> _Required action_:
Only lines holding the word "positive" are wanted. Copy them from the listing below.

> _Task material_:
++++++++++
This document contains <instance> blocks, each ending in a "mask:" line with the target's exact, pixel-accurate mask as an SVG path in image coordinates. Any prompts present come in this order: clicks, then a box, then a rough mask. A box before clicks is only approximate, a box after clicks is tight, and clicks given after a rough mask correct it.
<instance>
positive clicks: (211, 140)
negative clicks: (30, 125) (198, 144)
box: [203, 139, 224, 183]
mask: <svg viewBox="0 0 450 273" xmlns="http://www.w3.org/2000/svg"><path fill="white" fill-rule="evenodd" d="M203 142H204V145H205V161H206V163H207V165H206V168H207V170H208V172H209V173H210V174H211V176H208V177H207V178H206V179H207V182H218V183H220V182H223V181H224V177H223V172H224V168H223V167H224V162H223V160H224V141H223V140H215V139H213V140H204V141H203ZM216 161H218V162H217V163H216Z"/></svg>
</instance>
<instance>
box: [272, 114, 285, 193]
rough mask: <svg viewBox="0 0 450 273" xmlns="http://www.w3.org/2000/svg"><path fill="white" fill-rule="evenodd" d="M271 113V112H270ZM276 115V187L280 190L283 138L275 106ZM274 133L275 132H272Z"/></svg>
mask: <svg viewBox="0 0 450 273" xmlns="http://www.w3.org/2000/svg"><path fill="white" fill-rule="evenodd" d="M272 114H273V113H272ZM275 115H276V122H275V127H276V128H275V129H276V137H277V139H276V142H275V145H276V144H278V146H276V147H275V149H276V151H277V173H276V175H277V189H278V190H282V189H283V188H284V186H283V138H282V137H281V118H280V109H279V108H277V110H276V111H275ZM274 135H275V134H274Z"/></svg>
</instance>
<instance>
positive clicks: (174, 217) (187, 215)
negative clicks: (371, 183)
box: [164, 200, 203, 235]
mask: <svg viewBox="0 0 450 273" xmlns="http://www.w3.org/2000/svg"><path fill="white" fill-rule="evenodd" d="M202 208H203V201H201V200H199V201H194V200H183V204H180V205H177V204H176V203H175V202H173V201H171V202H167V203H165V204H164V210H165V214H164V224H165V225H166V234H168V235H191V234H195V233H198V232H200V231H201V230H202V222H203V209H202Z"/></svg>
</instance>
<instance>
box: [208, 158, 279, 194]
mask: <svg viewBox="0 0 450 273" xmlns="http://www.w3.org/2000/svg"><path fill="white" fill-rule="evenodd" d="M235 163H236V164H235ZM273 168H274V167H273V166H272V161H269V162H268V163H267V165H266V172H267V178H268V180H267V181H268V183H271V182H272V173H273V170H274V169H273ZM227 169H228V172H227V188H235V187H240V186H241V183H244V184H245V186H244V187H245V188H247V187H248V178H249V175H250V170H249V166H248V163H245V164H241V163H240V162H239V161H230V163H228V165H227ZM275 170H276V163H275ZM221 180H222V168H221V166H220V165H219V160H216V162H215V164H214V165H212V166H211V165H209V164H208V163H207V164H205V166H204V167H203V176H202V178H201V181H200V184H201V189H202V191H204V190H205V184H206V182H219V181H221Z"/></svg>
++++++++++
> _Exercise answer_:
positive clicks: (211, 140)
positive clicks: (174, 217) (187, 215)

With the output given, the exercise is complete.